## PAGE EXCERPT
-=-=-

Book Review By Donald Rapp [ see for the post on Donald’s book – The Climate Debate]


Bob Tisdale has produced an extraordinary new book:

 Who Turned on the Heat? – The Unsuspected Global Warming Culprit, El Niño-Southern OscillationThe Unsuspected Global Warming Culprit, El Niño-Southern Oscillation is now on sale in pdf form for US$8.00 – Please click here to buy a copy.

This book is also subtitled “Everything you wanted to know about El Niño and La Niña” and that is quite accurate.

I didn’t realize how little I understood El Niño and La Niña phenomena until I read Bob Tisdale’s book. I learned a great deal from this book, which provides the reader with thorough but easily understandable explanations of El Niño and La Niña phenomena enhanced by many wonderful cartoon-like illustrations. The book provides lucid descriptions of the various indices used to characterize El Niño and La Niña phenomena. It also provides a wealth of graphical data on El Niño and La Niña occurrences. While the book deals predominantly with the last thirty years, it also deals with the entire 20th century.

Perhaps the three most important facts that I had not previously fully appreciated were:

(1) While incident sunlight can penetrate several to many meters into oceans, incident IR penetrates only up to a few mm.

(2) After an El Niño (particularly a strong one) a pool of warm surface water stretches across the Pacific that continues to warm the atmosphere even after El Niño conditions have subsided. (This seems to have been particularly important for the great 1998 El Niño).

(3) A La Niña is not the opposite of an El Niño, but rather is an amplified version of normal conditions in the Pacific Ocean.

-=-=-

## PROBLEM A
In the book review, do these statements agree with the text? Answer yes or no for each, and quote the words from the text that decide it: (i) incident IR penetrates only up to a few mm into oceans; (ii) the book deals only with the last thirty years; (iii) a La Niña is the opposite of an El Niño.
The entries that follow the book review have nothing to do with it.

-=-=-

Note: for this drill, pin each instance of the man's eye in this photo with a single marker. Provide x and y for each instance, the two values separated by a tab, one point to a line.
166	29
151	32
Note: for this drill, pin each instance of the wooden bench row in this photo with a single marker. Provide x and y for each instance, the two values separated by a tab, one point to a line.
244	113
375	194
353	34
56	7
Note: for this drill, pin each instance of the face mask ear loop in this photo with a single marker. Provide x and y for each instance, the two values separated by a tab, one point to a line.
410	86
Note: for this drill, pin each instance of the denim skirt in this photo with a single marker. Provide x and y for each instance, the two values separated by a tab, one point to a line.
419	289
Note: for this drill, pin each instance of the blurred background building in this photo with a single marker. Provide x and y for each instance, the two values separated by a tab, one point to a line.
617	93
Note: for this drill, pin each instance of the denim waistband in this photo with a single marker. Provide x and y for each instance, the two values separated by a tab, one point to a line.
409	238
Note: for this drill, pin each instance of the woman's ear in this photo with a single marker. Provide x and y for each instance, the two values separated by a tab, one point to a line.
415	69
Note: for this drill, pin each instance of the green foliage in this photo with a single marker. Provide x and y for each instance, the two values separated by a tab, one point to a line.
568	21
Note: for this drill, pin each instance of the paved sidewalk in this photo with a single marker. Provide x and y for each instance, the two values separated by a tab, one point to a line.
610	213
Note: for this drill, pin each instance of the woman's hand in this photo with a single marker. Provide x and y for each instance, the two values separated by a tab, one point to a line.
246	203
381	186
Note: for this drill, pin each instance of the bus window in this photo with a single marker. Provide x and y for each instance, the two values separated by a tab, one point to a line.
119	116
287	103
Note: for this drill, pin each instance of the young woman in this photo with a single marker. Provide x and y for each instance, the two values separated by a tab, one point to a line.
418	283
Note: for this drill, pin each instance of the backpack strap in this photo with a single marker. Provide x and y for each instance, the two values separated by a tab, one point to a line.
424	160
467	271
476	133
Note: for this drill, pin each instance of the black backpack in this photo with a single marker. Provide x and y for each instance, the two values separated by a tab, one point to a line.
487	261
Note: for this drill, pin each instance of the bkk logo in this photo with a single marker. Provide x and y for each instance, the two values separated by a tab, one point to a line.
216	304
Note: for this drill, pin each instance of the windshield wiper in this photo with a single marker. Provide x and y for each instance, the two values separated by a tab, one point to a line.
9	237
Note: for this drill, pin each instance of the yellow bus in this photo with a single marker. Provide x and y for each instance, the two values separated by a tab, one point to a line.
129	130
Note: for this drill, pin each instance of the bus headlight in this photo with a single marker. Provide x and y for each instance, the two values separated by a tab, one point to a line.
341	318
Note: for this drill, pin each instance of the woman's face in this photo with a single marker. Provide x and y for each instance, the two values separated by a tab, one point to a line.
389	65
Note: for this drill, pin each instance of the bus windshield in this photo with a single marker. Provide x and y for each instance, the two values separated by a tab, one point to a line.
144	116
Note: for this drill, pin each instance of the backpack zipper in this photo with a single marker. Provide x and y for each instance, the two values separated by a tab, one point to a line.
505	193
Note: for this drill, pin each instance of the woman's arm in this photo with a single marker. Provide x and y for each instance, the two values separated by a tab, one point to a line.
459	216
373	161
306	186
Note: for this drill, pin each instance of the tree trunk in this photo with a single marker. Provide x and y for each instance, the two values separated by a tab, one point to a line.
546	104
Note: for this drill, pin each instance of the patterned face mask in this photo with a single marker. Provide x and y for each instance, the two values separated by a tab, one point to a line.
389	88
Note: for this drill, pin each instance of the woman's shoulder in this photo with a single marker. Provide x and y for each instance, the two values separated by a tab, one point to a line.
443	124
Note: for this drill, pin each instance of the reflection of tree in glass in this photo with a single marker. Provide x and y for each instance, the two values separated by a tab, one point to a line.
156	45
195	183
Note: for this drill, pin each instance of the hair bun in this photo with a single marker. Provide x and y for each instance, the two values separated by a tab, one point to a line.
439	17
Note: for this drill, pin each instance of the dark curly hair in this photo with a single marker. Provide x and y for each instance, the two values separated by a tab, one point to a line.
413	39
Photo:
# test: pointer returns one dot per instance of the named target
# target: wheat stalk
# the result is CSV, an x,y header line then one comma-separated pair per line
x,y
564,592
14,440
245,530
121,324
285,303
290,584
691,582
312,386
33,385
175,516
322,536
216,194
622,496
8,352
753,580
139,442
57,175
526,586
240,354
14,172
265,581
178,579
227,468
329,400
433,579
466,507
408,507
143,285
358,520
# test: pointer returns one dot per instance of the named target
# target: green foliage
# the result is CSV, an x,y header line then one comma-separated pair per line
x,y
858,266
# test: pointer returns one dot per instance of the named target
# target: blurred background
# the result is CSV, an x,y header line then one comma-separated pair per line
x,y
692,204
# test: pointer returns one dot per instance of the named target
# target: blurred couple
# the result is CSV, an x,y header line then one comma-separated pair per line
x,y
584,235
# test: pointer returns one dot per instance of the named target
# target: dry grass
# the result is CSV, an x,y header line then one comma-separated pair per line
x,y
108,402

-=-=-

## PROBLEM B
Pick out every line of the entries that contains the string "background", and copy each one. Case counts.

## CORRECT ANSWER A
(i) Yes: "incident IR penetrates only up to a few mm."
(ii) No: "While the book deals predominantly with the last thirty years, it also deals with the entire 20th century."
(iii) No: "A La Niña is not the opposite of an El Niño, but rather is an amplified version of normal conditions in the Pacific Ocean."

## CORRECT ANSWER B
Note: for this drill, pin each instance of the blurred background building in this photo with a single marker. Provide x and y for each instance, the two values separated by a tab, one point to a line.
# target: blurred background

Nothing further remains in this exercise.